Right now the order is in at a safe 17x8.5 1.5" lip et 39 before adapter - I'll probably do et20 after adapter.

The rear is 17x9.5 2" lip et 39 before adapter - I'm going to aim for et18 after adapter.

I'd like 17x9.5 2" lip all around but I don't know it's confusing for me, haha. I don't want to spend the money, wait 6 weeks, and have them not fit. Although I don't want 1.5" lip to look weak.

I think my rear RS was a 1.5" lip...


----------



## James Himself (Jan 31, 2007)

The rear is 17x9.5 2" lip et 39 before adapter - I'm going to aim for et18 after adapter.

this is what you want. look at my setup (with just adapters and not the washers), the rears were et18. also check out dubmd's s4 on the corvette wheels mikey now has, he had 9.5" et18 all around. it looked perfect


----------



## colinisneat (Jul 30, 2008)

Oh he fit et18 all the way around? If that's the case then the et24 should fit and I could just do 9.5 all around. I'll search that guys name, I appreciate the help!!


----------



## LeeHech (Jun 8, 2010)

do it up staggered like to have it, 1.5" up front and 2" out back.


----------



## bryangb (Jun 16, 2010)

9.5 et13
215/40 512's


----------



## colinisneat (Jul 30, 2008)

Now I've got ideas going through my head again...

At et11 my rears would stick out 2mm more than below...

These are 17x9 et15 205/40/17 17x10 et20 215/40/17


----------



## James Himself (Jan 31, 2007)

### EXCERPTED RECORDS
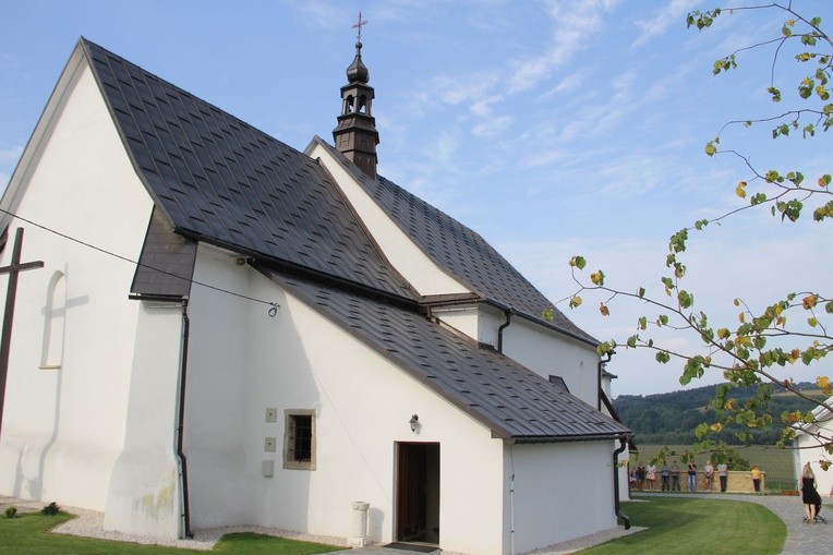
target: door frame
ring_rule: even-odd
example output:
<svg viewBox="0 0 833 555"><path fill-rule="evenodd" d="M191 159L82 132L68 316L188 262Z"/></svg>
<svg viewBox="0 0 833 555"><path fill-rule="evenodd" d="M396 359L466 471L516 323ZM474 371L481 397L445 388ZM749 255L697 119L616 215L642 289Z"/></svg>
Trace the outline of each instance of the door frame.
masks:
<svg viewBox="0 0 833 555"><path fill-rule="evenodd" d="M406 449L402 447L406 446ZM415 448L415 449L414 449ZM408 542L417 541L432 544L439 544L439 488L440 488L440 473L439 473L439 442L395 442L395 466L394 466L394 541ZM410 455L407 453L410 451ZM413 472L413 466L411 464L411 476L405 476L407 471L403 464L403 457L424 457L422 461L417 461L417 464L422 463L421 469L422 476L420 476L420 470L418 469L415 474ZM423 511L423 520L425 530L422 531L420 536L409 536L405 534L402 529L402 506L401 495L405 493L405 488L408 485L406 480L417 480L415 488L422 493L422 503L424 507L418 510ZM419 483L421 481L421 483ZM414 486L411 486L413 490ZM419 505L419 500L417 502Z"/></svg>

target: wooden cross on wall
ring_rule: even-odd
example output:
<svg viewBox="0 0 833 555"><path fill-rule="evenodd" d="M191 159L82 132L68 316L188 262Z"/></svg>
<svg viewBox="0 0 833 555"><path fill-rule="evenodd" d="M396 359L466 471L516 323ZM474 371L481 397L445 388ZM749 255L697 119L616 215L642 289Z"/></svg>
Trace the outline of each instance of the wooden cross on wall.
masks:
<svg viewBox="0 0 833 555"><path fill-rule="evenodd" d="M3 330L0 335L0 434L3 429L3 406L5 405L5 377L9 374L9 351L12 346L12 321L14 319L14 299L17 297L17 275L27 269L43 268L44 262L24 262L21 264L23 249L23 228L14 232L14 249L12 263L0 268L1 274L9 274L9 287L5 290L5 313L3 314Z"/></svg>

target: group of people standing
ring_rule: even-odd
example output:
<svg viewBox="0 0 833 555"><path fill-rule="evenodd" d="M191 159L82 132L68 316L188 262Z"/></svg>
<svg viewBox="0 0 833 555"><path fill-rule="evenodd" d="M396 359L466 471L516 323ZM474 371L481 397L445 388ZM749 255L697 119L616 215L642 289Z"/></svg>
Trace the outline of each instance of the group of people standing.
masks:
<svg viewBox="0 0 833 555"><path fill-rule="evenodd" d="M758 470L757 479L754 474L754 470L758 469L758 467L754 467L752 469L752 481L754 483L754 491L760 491L761 485L761 471ZM705 467L703 468L703 478L704 478L704 486L707 492L712 491L712 483L714 481L714 472L717 472L717 478L721 482L721 492L726 491L726 482L728 480L728 466L726 466L725 462L721 462L717 464L717 468L715 469L712 466L711 460L705 461ZM657 475L661 478L661 491L663 492L679 492L680 491L680 484L679 484L679 475L680 475L680 468L677 466L677 461L673 461L671 466L668 466L668 462L666 459L663 459L663 466L657 469L655 464L651 463L647 467L642 463L642 461L639 461L636 469L631 469L630 471L630 483L631 486L636 486L640 490L648 490L653 491L656 490L656 478ZM697 491L697 463L692 460L688 462L688 467L686 469L687 473L687 486L689 492L696 492Z"/></svg>

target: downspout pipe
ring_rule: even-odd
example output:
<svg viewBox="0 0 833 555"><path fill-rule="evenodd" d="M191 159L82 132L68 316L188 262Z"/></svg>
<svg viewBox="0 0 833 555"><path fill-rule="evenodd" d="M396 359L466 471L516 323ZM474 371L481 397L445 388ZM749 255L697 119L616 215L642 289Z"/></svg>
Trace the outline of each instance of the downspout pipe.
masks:
<svg viewBox="0 0 833 555"><path fill-rule="evenodd" d="M628 436L619 437L621 445L613 451L613 510L618 518L625 521L625 530L630 530L630 517L619 509L619 454L628 447Z"/></svg>
<svg viewBox="0 0 833 555"><path fill-rule="evenodd" d="M497 328L497 352L504 352L504 329L511 324L512 311L507 309L504 311L504 315L506 316L506 322L500 324L500 327Z"/></svg>
<svg viewBox="0 0 833 555"><path fill-rule="evenodd" d="M188 371L188 343L191 336L191 319L188 317L188 300L182 301L182 359L180 361L179 375L179 415L177 418L177 457L180 460L182 473L182 520L185 527L185 535L193 538L191 531L191 510L188 500L188 460L182 450L184 443L184 422L185 422L185 375Z"/></svg>
<svg viewBox="0 0 833 555"><path fill-rule="evenodd" d="M597 410L602 410L602 395L604 393L604 389L602 389L602 372L604 372L604 365L611 362L611 359L613 359L614 354L615 354L615 351L608 351L606 360L599 359L599 364L597 364L599 395L596 395L597 399L596 399L596 407L595 407Z"/></svg>

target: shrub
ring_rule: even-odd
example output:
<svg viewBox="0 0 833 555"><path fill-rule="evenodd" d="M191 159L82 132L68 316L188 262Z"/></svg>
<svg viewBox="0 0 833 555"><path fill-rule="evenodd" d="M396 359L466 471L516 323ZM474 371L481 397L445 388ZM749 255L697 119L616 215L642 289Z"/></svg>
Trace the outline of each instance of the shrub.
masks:
<svg viewBox="0 0 833 555"><path fill-rule="evenodd" d="M50 503L49 505L40 509L40 512L43 515L48 515L50 517L58 515L60 511L61 511L61 507L59 507L58 504L55 502Z"/></svg>

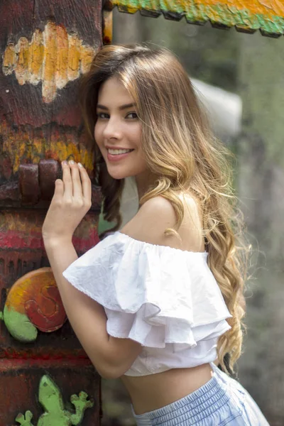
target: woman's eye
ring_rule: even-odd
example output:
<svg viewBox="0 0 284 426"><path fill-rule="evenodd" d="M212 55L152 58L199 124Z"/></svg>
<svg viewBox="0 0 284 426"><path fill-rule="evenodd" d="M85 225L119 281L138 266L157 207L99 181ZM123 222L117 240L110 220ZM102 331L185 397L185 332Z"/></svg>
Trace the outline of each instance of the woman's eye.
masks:
<svg viewBox="0 0 284 426"><path fill-rule="evenodd" d="M98 112L98 113L97 114L97 117L98 119L106 119L106 118L107 118L107 117L104 117L104 116L107 116L107 115L108 115L108 114L106 114L105 112Z"/></svg>
<svg viewBox="0 0 284 426"><path fill-rule="evenodd" d="M136 112L129 112L129 114L128 114L126 116L128 117L130 115L134 115L134 116L130 117L131 119L138 119L138 115Z"/></svg>

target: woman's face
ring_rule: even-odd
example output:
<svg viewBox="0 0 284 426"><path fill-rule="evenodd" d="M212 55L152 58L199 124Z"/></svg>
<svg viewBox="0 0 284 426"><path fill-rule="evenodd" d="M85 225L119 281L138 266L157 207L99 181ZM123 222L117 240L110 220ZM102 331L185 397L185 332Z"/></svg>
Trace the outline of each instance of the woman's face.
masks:
<svg viewBox="0 0 284 426"><path fill-rule="evenodd" d="M147 170L141 149L141 122L133 99L117 77L100 87L94 138L114 179L136 176ZM119 153L112 150L131 150Z"/></svg>

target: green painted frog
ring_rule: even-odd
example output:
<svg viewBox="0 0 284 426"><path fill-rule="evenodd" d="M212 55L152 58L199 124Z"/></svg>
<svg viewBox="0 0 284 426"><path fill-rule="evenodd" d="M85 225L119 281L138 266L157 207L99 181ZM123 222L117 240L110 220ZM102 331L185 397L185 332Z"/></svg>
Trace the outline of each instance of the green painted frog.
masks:
<svg viewBox="0 0 284 426"><path fill-rule="evenodd" d="M41 378L38 397L45 413L38 419L37 426L77 426L83 419L84 410L94 405L93 402L87 400L87 394L80 392L79 395L72 395L70 398L71 403L75 407L75 413L65 410L58 386L46 375ZM33 426L32 418L31 411L26 411L25 415L18 414L16 421L21 426Z"/></svg>

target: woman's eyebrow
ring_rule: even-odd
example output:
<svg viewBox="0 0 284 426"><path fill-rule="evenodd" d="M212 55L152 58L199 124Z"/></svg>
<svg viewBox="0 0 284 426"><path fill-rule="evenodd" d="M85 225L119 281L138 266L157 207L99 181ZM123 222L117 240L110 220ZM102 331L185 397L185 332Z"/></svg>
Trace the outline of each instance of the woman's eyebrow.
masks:
<svg viewBox="0 0 284 426"><path fill-rule="evenodd" d="M119 110L126 109L126 108L131 108L131 106L136 106L136 104L135 104L135 103L125 104L124 105L121 105L121 106L119 106ZM105 109L106 111L109 109L107 108L107 106L104 106L104 105L101 105L101 104L97 104L97 108L99 108L100 109Z"/></svg>

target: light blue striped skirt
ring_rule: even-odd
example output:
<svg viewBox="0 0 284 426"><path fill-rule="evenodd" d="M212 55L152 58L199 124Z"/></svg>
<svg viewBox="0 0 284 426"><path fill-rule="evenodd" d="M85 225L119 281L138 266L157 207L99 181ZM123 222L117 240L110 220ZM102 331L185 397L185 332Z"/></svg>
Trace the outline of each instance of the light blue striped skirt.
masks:
<svg viewBox="0 0 284 426"><path fill-rule="evenodd" d="M236 380L212 363L212 378L172 404L137 415L138 426L269 426L258 405Z"/></svg>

### REQUIREMENT 1
Answer each question from the wheel fitment thread.
(a) What offset does the front order have before the adapter?
(b) What lip size does LeeHech suggest for the rear?
(c) What tire size is listed with the 9.5 et13 wheels?
### REQUIREMENT 2
Update the wheel fitment thread by writing out its passage that begins at the words "this is what" and stops after "appreciate the help!!", with "washers" changed to "spacers".
The entries have no connection to the wheel fitment thread.

### COMPLETE OUTPUT 1
(a) et 39
(b) 2"
(c) 215/40

### COMPLETE OUTPUT 2
this is what you want. look at my setup (with just adapters and not the spacers), the rears were et18. also check out dubmd's s4 on the corvette wheels mikey now has, he had 9.5" et18 all around. it looked perfect


----------



## colinisneat (Jul 30, 2008)

Oh he fit et18 all the way around? If that's the case then the et24 should fit and I could just do 9.5 all around. I'll search that guys name, I appreciate the help!!